:: Was zu tun ist ::
[A] Wer ist laut dem Text über „Doping“ Autorin und Regisseurin des Stücks?
[B] Gib aus dem Text über „Doping“ alles von „Der geschniegelte Jungpolitiker“ bis hinunter zu „dem Holzhammer hantiert.“ unverändert wieder.

─── Vorliegender Text

Doping

Der geschniegelte Jungpolitiker mit Fönfrisur drischt bei der Kundgebung typische FDP-Parolen. Lütje Wesel, Vorsitzender des Ortsverbands Wenningstedt-Braderup, Listenplatz 1 für die Kommunalwahl. Diese Karikatur einer neoliberalen Nachwuchshoffnung verkörpert Vincent Redetzki. Unter den wohlwollenden Blicken seines Mentors und Ortsverbands-Schatzmeisters Ole Hagenfels-Jefsen-Bohn (Stefan Merki) ereilt ihn ein unschönes Problem: Er nässt sich ein. Es lässt sich erahnen, dass Nora Abdel-Maksoud, Autorin und Regisseurin von „Doping“ in diesen 95 Minuten mit dem Holzhammer hantiert.

──────
─── Auszug aus Datensatz

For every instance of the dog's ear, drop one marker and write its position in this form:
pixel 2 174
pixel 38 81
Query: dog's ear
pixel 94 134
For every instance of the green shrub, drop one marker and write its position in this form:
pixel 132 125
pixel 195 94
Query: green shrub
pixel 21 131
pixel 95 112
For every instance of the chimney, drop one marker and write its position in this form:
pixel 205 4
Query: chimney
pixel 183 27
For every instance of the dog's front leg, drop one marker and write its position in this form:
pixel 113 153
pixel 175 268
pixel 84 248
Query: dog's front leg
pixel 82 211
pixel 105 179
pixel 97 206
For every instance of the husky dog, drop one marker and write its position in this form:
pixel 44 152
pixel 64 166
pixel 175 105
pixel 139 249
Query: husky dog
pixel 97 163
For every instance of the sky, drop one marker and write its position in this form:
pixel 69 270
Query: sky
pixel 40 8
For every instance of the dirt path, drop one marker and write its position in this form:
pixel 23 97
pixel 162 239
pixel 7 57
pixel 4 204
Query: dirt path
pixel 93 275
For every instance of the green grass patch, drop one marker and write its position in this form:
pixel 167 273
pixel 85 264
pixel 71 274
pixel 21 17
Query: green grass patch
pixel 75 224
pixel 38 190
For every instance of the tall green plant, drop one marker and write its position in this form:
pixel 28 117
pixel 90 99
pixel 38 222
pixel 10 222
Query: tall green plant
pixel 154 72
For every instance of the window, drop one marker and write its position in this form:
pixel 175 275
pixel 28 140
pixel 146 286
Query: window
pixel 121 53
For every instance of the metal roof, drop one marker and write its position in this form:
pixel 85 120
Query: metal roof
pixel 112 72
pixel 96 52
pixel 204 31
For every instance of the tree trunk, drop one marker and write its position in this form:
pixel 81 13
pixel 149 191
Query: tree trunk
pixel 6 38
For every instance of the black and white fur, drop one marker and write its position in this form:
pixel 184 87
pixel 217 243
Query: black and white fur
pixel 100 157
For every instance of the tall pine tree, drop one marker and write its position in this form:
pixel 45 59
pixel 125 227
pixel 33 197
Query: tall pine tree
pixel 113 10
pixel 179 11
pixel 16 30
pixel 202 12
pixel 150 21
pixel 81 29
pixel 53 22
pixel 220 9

──────

:: Antworten nach Nummer ::
[A] Nora Abdel-Maksoud

[B]
Der geschniegelte Jungpolitiker mit Fönfrisur drischt bei der Kundgebung typische FDP-Parolen. Lütje Wesel, Vorsitzender des Ortsverbands Wenningstedt-Braderup, Listenplatz 1 für die Kommunalwahl. Diese Karikatur einer neoliberalen Nachwuchshoffnung verkörpert Vincent Redetzki. Unter den wohlwollenden Blicken seines Mentors und Ortsverbands-Schatzmeisters Ole Hagenfels-Jefsen-Bohn (Stefan Merki) ereilt ihn ein unschönes Problem: Er nässt sich ein. Es lässt sich erahnen, dass Nora Abdel-Maksoud, Autorin und Regisseurin von „Doping“ in diesen 95 Minuten mit dem Holzhammer hantiert.